#### [Istruzioni]
1. Secondo la recensione di Rolando del camposanto, perché la lettura del libro ha richiesto così tanto tempo? Rispondi in una, due o tre frasi.
2. Riprendi la recensione di Rolando del camposanto e prosegui il testo dopo l'ultima frase riportata.

#### [Brano estratto]
Recensione #329 - Rolando del camposanto. Due fantasmi da salvare di Fabio Genovesi e INCONTRO CON L'AUTORE

Buongiorno lettori, come state? Io con la classica fiacchezza del lunedì ma prima di sera passerà... forse!
Oggi cominciamo in bellezza la settimana con la recensione ed il resoconto di un incontro con l'autore cui ho partecipato tantissimo tempo fa ma di cui riesco a parlarvi solo ora. Si tratta del libro Rolando del camposanto. Due fantasmi da salvare di Fabio Genovesi  edito da Mondadori che ringrazio immensamente per la copia e per l'incontro, pag. 226.


Sinossi: Rolando vive nel cimitero, insieme allo zio che fa il guardiano. Ne esce solo per andare a scuola, dove i compagni lo evitano, e non ha amici, a eccezione di un merlo di nome Cip. Quando un giorno tra le lapidi appaiono i cugini Marika e Mirko Gini, Rolando trova due amici della sua età. Ma i cugini Gini sono dei fantasmi e presto spariranno per sempre nel Grande Buco. Per salvarli , Rolando deve addentrarsi sul Monte Pupazzo, fino al buio nero, per trovare la Cosa Rossa entro la mezzanotte del giorno dopo, quando sarà anche il suo compleanno. Il viaggio insieme a Cip attraverso la natura incontaminata si trasforma in un'impresa clamorosa, in compagnia di personaggi indimenticabili: un robivecchi sbandato, un cacciatore strabico,una femmina di cinghiale elegante e raffinata, e una bambina selvatica che si fa chiamare Tigre e vive nei boschi. Età di lettura: da 6 a 9 anni.



Comincio a parlarvi di questo libro spiegandovi per prima cosa come mai ci ho messo così tanto a leggerlo. Questo libro ha compiuto un miracolo! Eh già, dovete sapere che a settembre, quando sono andata all'incontro con Fabio Genovesi, mi sono portata dietro tutta la famiglia al completo e, durante il tragitto in macchina, abbiamo iniziato a leggere questo libro ad alta voce, tutti insieme.
Mio figlio grande, che fa quarta elementare, deve sempre essere un po' obbligato a leggere - a parte i topolini di cui è diventato un grande appassionato da quando ho riesumati dalla cantina la mia vecchia collezione - quindi mi immaginavo che passato il momento si sarebbe dimenticato di Rolando e mi avrebbe lasciato continuare la lettura da sola.
Invece così non è stato. Rolando lo ha conquistato ed ha voluto che continuassimo il rito della lettura ad alta voce, tutti insieme, papà compreso, fino alla fine del libro.
Ecco spiega la lentezza della lettura... tra compiti sport e quant'altro non è facile trovare un momento durante la giornata in cui siamo tutti insieme e, quando capita, è talmente tardi che la palpebra casca dopo pochi minuti.

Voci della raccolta
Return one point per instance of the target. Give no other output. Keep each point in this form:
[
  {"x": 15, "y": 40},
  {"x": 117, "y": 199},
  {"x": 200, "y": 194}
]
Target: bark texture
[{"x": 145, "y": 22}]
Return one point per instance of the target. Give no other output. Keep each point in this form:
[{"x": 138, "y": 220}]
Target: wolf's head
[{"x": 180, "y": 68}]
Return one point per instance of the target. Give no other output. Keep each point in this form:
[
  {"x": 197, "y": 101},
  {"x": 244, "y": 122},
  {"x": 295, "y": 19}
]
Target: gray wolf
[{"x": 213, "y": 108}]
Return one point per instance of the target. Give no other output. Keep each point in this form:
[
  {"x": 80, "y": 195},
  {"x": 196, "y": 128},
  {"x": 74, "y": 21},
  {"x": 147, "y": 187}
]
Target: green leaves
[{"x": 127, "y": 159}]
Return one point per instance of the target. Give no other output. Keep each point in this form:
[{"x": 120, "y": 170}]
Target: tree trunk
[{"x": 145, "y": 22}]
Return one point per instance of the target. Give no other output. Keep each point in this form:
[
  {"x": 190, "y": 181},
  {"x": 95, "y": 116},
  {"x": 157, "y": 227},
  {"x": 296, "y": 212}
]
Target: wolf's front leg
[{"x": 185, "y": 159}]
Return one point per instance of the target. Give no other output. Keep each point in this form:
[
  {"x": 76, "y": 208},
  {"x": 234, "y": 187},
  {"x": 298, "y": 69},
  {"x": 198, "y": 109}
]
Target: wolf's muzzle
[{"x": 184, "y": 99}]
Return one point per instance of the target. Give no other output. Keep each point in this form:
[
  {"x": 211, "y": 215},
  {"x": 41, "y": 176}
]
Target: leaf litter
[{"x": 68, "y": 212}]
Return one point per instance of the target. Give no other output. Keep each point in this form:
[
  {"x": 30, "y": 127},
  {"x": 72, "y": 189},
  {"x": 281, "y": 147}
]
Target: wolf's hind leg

#### [Risposte scritte]
1. Il figlio maggiore, conquistato da Rolando, ha voluto continuare a leggere il libro ad alta voce con tutta la famiglia, papà compreso, fino alla fine. Tra compiti, sport e altri impegni è difficile trovare un momento della giornata in cui si è tutti insieme. Quando capita, è così tardi che le palpebre si chiudono dopo pochi minuti.

2.
Tant'è, il libro anche se lentamente lo abbiamo finito e lo abbiamo anche adorato ed ora vi spiego perché.

"Perché noi andiamo da un'altra parte. Non seguiamo la gente, non la ascoltiamo nemmeno, e invece di parlare alle spalle di quel bambino strano, noi andiamo a conoscerlo veramente."

Fabio Genovesi non le manda a dire, neanche se tra le mani abbiamo un libro catalogato per bambini. Che poi, mi chiedo sempre, che senso ha catalogare i libri? Chi lo stabilisce che per questo libro l'età di lettura sia 6-9 anni? Io quindi non con i miei suonati 41 non sono adatta a leggere questa storia? Che stupidaggine! Questo libro, se proprio dovesse avere una catalogazione dovrebbe essere da 0 a 100 (e anche di più, per quei fortunati cui è consentito vivere oltre!). Quindi io nella trama che leggete sopra (presa da amazon) ho volontariamente tirato una bella riga sopra quella cosa assurda dell'età!
Già, perché come dimostra la lettura ad alta voce che in casa mia abbiamo fatto, questo libro è assolutamente adatto a tutti! Bambini, giovani, adulti, anziani. A chiunque ami la lettura e ami perdersi nelle belle storie.
Perché è vero che il protagonista di questo libro è un bambino, ma è anche vero che Fabio Genovesi ha costruito attorno a questo bambino una storia corposa, ricca di avventura, ricca di insegnamenti, ricca di argomenti importanti - spesso tristi - ma anche ricca di tante risate.
E ce ne accorgiamo subito di quello che vuole l'autore infatti, già dalle prime righe, iniziando a parlarci di Rolando, ci racconta che la gente del paese ha inventato un sacco di dicerie sul suo conto, solo perché vive al cimitero con lo zio guardiano. Ma ci dice anche che noi, iniziando a leggere questo libro, quelle dicerie non le ascolteremo, ci dice che se vogliamo ascoltarle è meglio che chiudiamo il libro e diamo retta alla gente del paese, ci dice che noi quel bambino lo proveremo a conoscere davvero, guardandolo con i nostri occhi e ascoltando la sua storia da vicino. Insomma, ci dice che se siamo persone superficiali, che credono alle apparenze, ai sentito dire, alle cattiverie, allora questo libro non fa per noi! Quanti avrebbero il coraggio di farlo? Quanti avrebbero magari paura di perdere qualche lettore? Bé Genovesi no, e credo inizi proprio da qui la grandezza della sua scrittura.
Conosceremo quindi Rolando entrando con lui al cimitero, accompagnandolo in una grandissima avventura sul Monte Pupazzo, incontreremo dei fantasmi, degli animali buffi ma saggi, una bambina molto particolare ma soprattutto, potremo vedere con i nostri occhi quello di cui la gente di paese sparla senza conoscerlo.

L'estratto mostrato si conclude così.